- [EXCERPT TO READ]:
━━━━━━

Jones & Artis Const. v. Contract App. Bd.

Decision Date25 October 1988
Docket NumberNo. 87-639.,87-639.
Citation549 A.2d 315
PartiesJONES & ARTIS CONSTRUCTION COMPANY, Petitioner, v. DISTRICT OF COLUMBIA CONTRACT APPEALS BOARD, Respondent.
CourtD.C. Court of Appeals

John William Mannix, Washington, D.C., for petitioner.

Martin B. White, Asst. Corp. Counsel, with whom Frederick D. Cooke, Jr., Corp. Counsel, and Charles L. Reischel, Deputy Corp. Counsel, Washington, D.C., were on the brief, for respondent.

Before FERREN, BELSON and ROGERS, Associate Judges.

FERREN, Associate Judge:

In this government contract case, the District of Columbia Department of Administrative Services (DAS) cancelled an invitation for bids on a contract to haul sludge for the Department of Public Works at the Blue Plains sewage treatment plant. Jones & Artis Construction Company, which had submitted a bid, "appealed" this cancellation to the District of Columbia Contract Appeals Board. The Board dismissed on the ground that Jones & Artis actually had filed a "protest," not an "appeal," and thus had filed too late — after the 10-day statutory period — to invoke the Board's jurisdiction. Jones & Artis seeks review of that dismissal.

We agree with the Board that Jones & Artis filed a "protest," but we cannot affirm on the ground of untimeliness. Rather, we must dismiss for lack of our own jurisdiction. Although the applicable statute does provide for this court's direct review of a "Board decision," our jurisdiction has been limited by Congress, save for exceptions inapplicable here, to review of "contested cases." Because Jones & Artis' protest did not create a contested case before the Board, we must dismiss the appeal. Interestingly, however, had Jones & Artis filed an "appeal" with the Board, as it contends it did, that might have presented a contested case that ultimately was reviewable by this court. Accordingly, in order to resolve our own jurisdiction here, we have had to determine whether an "appeal" or a "protest" to the Board is at issue — a determination that, for all practical purposes, resolves the merits.

I

DAS issued an invitation for bids on the Blue Plains contract on April 8, 1986, and accepted bids until 2:00 p.m. on May 13, 1986. When the bids were opened at 2:10 p.m., the official in charge announced that MTI Construction Company was the only bidder. A representative of Jones & Artis was present, however, and immediately said that his company had also submitted a bid. Everyone involved then accompanied the bid-opening official to the safe where all the bids were to have been kept. There the official found a sealed bid from Jones & Artis stamped received at 1:49 p.m. on May 13, 1986. Upon direction of his supervisor, the official opened the bid; he found that Jones & Artis was the apparent low bidder. On May 30, 1986, MTI filed a protest with DAS, alleging Jones & Artis' bid was untimely. DAS transmitted MTI's protest to the Contract Appeals Board, but the record does not reflect the disposition.

━━━━━━

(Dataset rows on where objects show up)
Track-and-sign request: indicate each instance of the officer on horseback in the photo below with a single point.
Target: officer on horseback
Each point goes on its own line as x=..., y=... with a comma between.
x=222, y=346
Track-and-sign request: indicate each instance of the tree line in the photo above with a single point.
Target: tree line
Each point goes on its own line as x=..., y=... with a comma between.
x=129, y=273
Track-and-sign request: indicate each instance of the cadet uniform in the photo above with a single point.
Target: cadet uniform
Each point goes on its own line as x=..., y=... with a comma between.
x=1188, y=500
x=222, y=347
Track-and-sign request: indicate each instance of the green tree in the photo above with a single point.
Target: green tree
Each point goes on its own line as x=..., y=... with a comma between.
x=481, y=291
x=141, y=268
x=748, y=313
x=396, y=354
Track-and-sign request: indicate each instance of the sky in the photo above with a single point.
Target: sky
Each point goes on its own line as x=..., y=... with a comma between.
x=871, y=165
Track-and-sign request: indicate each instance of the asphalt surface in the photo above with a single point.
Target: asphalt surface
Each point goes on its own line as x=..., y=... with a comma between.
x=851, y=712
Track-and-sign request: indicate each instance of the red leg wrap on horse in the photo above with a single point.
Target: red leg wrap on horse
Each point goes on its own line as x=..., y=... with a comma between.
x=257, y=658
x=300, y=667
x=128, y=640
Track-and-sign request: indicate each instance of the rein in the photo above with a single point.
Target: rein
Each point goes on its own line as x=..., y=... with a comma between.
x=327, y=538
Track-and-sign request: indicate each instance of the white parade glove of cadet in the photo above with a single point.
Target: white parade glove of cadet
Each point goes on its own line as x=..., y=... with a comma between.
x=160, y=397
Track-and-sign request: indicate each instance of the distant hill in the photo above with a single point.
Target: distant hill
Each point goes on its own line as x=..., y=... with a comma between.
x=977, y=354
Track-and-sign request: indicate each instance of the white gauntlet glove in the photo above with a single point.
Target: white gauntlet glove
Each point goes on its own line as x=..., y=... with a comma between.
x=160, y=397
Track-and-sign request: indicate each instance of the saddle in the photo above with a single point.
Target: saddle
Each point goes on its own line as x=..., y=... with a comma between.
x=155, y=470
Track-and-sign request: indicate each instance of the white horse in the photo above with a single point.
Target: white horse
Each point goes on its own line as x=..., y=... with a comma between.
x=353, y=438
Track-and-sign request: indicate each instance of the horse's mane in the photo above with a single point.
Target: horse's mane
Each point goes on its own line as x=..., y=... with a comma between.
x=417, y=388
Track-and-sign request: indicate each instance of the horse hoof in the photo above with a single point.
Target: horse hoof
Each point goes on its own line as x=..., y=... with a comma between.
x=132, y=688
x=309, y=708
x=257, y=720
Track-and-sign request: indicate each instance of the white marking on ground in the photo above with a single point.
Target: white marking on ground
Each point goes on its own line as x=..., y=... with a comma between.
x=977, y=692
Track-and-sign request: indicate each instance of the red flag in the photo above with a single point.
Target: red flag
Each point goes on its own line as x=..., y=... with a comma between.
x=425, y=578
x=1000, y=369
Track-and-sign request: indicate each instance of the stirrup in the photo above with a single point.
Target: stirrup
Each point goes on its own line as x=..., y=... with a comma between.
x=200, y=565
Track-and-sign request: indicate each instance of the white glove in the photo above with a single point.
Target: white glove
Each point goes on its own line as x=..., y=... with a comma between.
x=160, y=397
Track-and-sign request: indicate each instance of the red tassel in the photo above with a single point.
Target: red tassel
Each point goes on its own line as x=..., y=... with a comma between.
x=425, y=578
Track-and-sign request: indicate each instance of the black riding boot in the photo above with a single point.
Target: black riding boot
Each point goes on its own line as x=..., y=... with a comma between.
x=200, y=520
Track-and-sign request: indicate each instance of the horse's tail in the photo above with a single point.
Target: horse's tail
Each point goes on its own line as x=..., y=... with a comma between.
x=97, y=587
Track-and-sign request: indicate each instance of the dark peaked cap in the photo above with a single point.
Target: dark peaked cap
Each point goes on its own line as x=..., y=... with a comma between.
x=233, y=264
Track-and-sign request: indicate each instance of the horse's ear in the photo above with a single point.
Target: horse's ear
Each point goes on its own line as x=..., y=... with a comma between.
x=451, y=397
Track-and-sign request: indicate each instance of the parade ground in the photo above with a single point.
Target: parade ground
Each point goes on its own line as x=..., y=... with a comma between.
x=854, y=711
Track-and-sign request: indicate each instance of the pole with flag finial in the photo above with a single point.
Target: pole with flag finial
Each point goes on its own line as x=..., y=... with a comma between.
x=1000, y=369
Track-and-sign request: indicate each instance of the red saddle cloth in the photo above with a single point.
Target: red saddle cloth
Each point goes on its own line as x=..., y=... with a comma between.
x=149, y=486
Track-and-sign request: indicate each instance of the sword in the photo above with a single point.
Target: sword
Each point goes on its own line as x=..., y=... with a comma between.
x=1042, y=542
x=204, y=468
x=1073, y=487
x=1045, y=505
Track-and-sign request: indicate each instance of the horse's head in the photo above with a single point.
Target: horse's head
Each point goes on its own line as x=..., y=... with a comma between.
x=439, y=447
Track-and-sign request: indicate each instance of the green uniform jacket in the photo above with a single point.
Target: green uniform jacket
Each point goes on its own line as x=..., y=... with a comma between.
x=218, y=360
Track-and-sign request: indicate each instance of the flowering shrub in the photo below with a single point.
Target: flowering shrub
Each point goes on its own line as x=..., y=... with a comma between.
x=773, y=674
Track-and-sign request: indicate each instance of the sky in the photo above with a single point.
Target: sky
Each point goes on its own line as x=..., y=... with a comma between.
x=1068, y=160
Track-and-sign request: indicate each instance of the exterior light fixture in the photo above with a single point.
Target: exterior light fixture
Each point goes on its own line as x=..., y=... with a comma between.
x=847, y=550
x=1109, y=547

━━━━━━

- [DIRECTIONS]:
In the court opinion, what time was stamped on the sealed bid from Jones & Artis found in the safe? Nothing in the listing is needed here.

- [SOLUTION FOR THIS PROBLEM]:
1:49 p.m. on May 13, 1986.